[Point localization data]

_____

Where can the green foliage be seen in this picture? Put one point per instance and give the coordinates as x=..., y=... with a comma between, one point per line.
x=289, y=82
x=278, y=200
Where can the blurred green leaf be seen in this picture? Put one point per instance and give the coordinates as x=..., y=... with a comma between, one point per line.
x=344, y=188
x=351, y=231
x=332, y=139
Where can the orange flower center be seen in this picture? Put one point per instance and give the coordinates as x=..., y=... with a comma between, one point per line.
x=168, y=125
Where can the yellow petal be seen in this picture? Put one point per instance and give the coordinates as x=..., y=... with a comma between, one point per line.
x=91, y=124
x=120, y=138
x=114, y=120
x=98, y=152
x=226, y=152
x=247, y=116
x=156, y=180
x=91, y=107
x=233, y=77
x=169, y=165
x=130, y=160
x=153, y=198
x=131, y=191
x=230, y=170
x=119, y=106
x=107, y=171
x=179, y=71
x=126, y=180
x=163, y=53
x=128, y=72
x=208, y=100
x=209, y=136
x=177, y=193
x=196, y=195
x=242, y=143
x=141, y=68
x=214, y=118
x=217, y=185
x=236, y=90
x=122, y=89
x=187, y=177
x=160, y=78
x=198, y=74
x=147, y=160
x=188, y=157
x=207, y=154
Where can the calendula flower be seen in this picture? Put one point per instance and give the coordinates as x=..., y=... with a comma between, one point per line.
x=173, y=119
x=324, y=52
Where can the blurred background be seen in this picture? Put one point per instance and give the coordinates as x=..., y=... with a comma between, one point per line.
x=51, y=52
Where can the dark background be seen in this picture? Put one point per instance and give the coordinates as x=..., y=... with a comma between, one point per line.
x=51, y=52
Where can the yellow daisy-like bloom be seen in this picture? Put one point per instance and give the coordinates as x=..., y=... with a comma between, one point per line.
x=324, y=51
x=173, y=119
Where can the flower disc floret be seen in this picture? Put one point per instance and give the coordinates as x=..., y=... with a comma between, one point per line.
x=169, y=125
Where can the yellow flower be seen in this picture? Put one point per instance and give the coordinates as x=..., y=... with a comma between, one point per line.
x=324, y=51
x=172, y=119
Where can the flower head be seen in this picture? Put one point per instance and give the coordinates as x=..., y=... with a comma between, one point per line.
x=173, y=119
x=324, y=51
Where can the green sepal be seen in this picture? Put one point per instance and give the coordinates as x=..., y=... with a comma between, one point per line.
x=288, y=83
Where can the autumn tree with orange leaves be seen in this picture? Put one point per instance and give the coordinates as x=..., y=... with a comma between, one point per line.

_____

▶ TASK DETAILS: Output the records once more, exactly as they stand.

▶ SOLVED EXERCISE:
Where can the green foliage be seen in this picture? Put one point per instance and give the coordinates as x=..., y=... with a comma between, one point per line.
x=289, y=82
x=278, y=200
Where can the blurred green leaf be seen in this picture? Put one point per instance and give the coordinates as x=..., y=... with a comma between, one point per line.
x=344, y=188
x=351, y=231
x=332, y=139
Where can the orange flower center be seen in this picture? Put one point per instance and give the coordinates as x=..., y=... with a comma between, one point per line.
x=168, y=125
Where can the yellow petal be seen in this picture? Put one point per instance and give the coordinates as x=..., y=... with a comma between, one point per line.
x=91, y=124
x=120, y=138
x=114, y=120
x=98, y=152
x=226, y=152
x=247, y=116
x=156, y=180
x=91, y=107
x=233, y=77
x=169, y=165
x=130, y=160
x=153, y=198
x=131, y=191
x=230, y=170
x=119, y=106
x=107, y=171
x=179, y=71
x=126, y=180
x=163, y=53
x=128, y=72
x=208, y=100
x=209, y=136
x=177, y=193
x=196, y=195
x=242, y=143
x=141, y=68
x=214, y=118
x=217, y=185
x=236, y=90
x=122, y=89
x=187, y=177
x=160, y=78
x=198, y=74
x=147, y=160
x=188, y=157
x=207, y=154
Where can the calendula flower be seen in this picture? Put one point per instance and give the coordinates as x=..., y=... with a comma between, one point per line.
x=173, y=119
x=324, y=52
Where can the blurred background be seen in this picture? Put one point per instance and give the coordinates as x=..., y=... with a comma between, one point per line.
x=51, y=52
Where can the dark background be seen in this picture? Put one point per instance and give the coordinates as x=..., y=... with a comma between, one point per line.
x=51, y=52
Where can the yellow daisy-like bloom be seen in this picture? Put one point per instance and give the coordinates as x=..., y=... with a comma between, one point per line.
x=324, y=51
x=173, y=119
Where can the flower disc floret be seen in this picture? Put one point per instance and give the coordinates as x=..., y=... with a comma between, one point per line.
x=169, y=125
Where can the yellow flower be seen in this picture? Put one point per instance and give the coordinates as x=..., y=... with a comma between, one point per line.
x=324, y=51
x=172, y=119
Where can the flower head be seen in this picture? Put one point per instance and give the coordinates as x=..., y=... with a comma between, one point per line.
x=173, y=119
x=324, y=51
Where can the green sepal be seen in this picture? Put one point per instance and give the coordinates as x=..., y=... with a comma between, one point per line.
x=288, y=83
Where can the autumn tree with orange leaves be seen in this picture? Put one point per instance and give the coordinates as x=..., y=... with a comma between, one point per line.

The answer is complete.